Aim of the exercise =
Transcribe every record exactly.

Extracted entries =
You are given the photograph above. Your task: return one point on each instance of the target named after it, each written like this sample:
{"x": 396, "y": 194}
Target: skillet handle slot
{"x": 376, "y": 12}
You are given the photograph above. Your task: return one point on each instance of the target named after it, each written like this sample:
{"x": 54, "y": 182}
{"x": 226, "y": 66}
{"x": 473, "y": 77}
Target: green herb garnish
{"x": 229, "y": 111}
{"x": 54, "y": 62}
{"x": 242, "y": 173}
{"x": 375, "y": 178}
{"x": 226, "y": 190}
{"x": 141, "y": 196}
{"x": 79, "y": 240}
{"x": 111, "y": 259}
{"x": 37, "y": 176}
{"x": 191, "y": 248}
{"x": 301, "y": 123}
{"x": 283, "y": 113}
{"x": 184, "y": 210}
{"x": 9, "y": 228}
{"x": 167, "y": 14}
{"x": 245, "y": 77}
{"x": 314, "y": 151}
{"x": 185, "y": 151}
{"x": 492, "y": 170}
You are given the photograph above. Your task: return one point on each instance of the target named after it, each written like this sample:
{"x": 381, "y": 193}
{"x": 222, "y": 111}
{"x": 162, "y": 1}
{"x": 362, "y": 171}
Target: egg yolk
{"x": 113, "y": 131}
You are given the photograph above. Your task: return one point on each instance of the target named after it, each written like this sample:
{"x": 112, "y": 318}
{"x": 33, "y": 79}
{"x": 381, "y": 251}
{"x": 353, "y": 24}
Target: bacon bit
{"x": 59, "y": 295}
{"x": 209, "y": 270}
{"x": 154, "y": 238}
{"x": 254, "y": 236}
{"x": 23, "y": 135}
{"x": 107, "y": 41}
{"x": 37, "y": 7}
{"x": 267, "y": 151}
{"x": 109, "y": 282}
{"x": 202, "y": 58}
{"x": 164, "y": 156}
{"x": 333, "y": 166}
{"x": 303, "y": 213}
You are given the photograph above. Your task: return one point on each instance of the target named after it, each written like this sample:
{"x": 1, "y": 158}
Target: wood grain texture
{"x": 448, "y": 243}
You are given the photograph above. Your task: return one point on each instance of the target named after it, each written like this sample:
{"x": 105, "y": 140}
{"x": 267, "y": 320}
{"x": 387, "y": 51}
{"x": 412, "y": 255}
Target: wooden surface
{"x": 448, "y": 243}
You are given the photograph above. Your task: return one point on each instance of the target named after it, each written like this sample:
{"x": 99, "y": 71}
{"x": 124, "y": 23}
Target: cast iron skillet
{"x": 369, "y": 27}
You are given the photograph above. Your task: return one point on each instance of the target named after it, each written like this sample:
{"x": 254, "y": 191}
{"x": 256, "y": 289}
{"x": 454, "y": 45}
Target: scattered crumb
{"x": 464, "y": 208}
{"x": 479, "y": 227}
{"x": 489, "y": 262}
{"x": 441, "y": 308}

Result of the exercise =
You are given the photograph above. Your task: return one point on each instance of the target named after it, each written like this sample:
{"x": 396, "y": 194}
Target: skillet handle slot
{"x": 376, "y": 12}
You are given the photograph above. Your task: return one point on each instance of the target named after it, each written like this sample:
{"x": 54, "y": 182}
{"x": 226, "y": 66}
{"x": 473, "y": 77}
Target: green herb garnish
{"x": 229, "y": 111}
{"x": 54, "y": 62}
{"x": 242, "y": 173}
{"x": 375, "y": 178}
{"x": 226, "y": 190}
{"x": 141, "y": 196}
{"x": 79, "y": 240}
{"x": 111, "y": 259}
{"x": 37, "y": 176}
{"x": 191, "y": 248}
{"x": 301, "y": 123}
{"x": 283, "y": 113}
{"x": 184, "y": 210}
{"x": 9, "y": 228}
{"x": 167, "y": 14}
{"x": 245, "y": 77}
{"x": 314, "y": 151}
{"x": 185, "y": 151}
{"x": 492, "y": 170}
You are given the photograph above. Your task: return one point on each instance of the target named after it, each written like this sample:
{"x": 381, "y": 193}
{"x": 222, "y": 111}
{"x": 162, "y": 1}
{"x": 362, "y": 171}
Target: egg yolk
{"x": 113, "y": 131}
You are given the photograph above. Your task: return one point on each instance of the target named after it, each written like this sample:
{"x": 112, "y": 318}
{"x": 33, "y": 79}
{"x": 381, "y": 251}
{"x": 353, "y": 24}
Target: bacon bit
{"x": 59, "y": 295}
{"x": 209, "y": 270}
{"x": 154, "y": 238}
{"x": 254, "y": 236}
{"x": 23, "y": 135}
{"x": 107, "y": 41}
{"x": 37, "y": 7}
{"x": 267, "y": 151}
{"x": 109, "y": 282}
{"x": 202, "y": 58}
{"x": 164, "y": 156}
{"x": 333, "y": 166}
{"x": 303, "y": 213}
You are given the photograph above. Your task: return one point on each instance of the target named after it, each written like this sample:
{"x": 1, "y": 158}
Target: wood grain texture
{"x": 448, "y": 243}
You are given the photograph above. Your task: return one point on each instance of the target named after it, each written like this sample:
{"x": 105, "y": 140}
{"x": 267, "y": 320}
{"x": 387, "y": 51}
{"x": 412, "y": 255}
Target: wooden surface
{"x": 448, "y": 243}
You are given the photograph above. Your task: return one point on each instance of the target named after it, each written like this sample:
{"x": 99, "y": 71}
{"x": 124, "y": 23}
Target: cast iron skillet
{"x": 369, "y": 27}
You are given the photograph above. Your task: return one point on each instance of the target named after it, each written like this sample:
{"x": 254, "y": 191}
{"x": 256, "y": 289}
{"x": 454, "y": 45}
Target: scattered crumb
{"x": 464, "y": 208}
{"x": 479, "y": 227}
{"x": 489, "y": 262}
{"x": 441, "y": 308}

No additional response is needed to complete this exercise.